[MATERIAL PROVIDED]

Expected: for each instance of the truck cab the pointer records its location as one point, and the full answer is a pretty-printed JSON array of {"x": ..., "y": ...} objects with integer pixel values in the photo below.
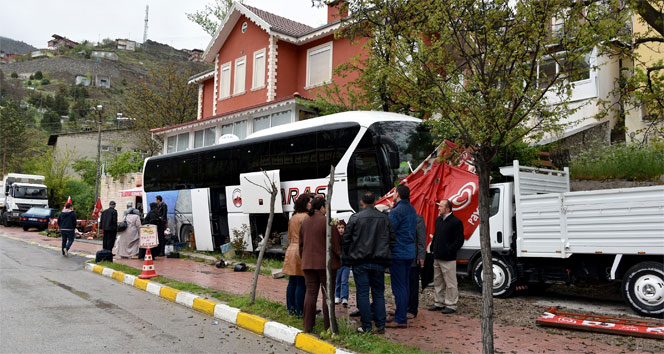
[{"x": 21, "y": 192}]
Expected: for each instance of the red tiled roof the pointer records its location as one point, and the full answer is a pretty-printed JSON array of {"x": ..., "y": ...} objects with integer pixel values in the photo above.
[
  {"x": 159, "y": 130},
  {"x": 281, "y": 24}
]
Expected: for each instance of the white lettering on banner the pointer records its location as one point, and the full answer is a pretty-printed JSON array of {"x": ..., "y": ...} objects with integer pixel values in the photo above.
[
  {"x": 475, "y": 217},
  {"x": 463, "y": 197}
]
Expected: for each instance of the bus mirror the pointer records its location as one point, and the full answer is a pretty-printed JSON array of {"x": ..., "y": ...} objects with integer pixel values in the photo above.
[{"x": 394, "y": 160}]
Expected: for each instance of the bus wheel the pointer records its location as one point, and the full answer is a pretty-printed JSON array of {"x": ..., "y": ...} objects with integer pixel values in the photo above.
[
  {"x": 504, "y": 277},
  {"x": 643, "y": 288},
  {"x": 186, "y": 236}
]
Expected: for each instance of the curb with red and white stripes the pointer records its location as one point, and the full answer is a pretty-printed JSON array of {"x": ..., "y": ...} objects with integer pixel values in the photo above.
[{"x": 270, "y": 329}]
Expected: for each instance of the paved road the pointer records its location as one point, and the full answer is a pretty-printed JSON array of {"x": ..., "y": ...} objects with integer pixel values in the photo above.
[{"x": 49, "y": 304}]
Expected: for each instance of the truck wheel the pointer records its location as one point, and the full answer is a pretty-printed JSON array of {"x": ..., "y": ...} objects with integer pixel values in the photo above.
[
  {"x": 504, "y": 277},
  {"x": 185, "y": 235},
  {"x": 643, "y": 288}
]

[/MATERIAL PROVIDED]

Only the lines from the one holding "Expected: for each instance of the curb" through the final line of the entries, both included, should be given again, word for word.

Expected: for each instance of the curb with red and white stripes the pointer records its location as one point, and the full answer is a pretty-printed JSON array of {"x": ..., "y": ...} objects with integer pixel values in the photo above.
[{"x": 270, "y": 329}]
Expected: for each instance of the paved road the pointer records its location as one point, and the full answer is a pretty-printed JSON array of {"x": ..., "y": ...} objects with integer pixel values in the photo above.
[{"x": 49, "y": 304}]
Expected: for each instance of the truck wheel the pointer records its location as one point, and the full answer is a pretty-printed JSON array of {"x": ..., "y": ...} objects with integer pixel values in the photo above.
[
  {"x": 504, "y": 277},
  {"x": 185, "y": 235},
  {"x": 643, "y": 288}
]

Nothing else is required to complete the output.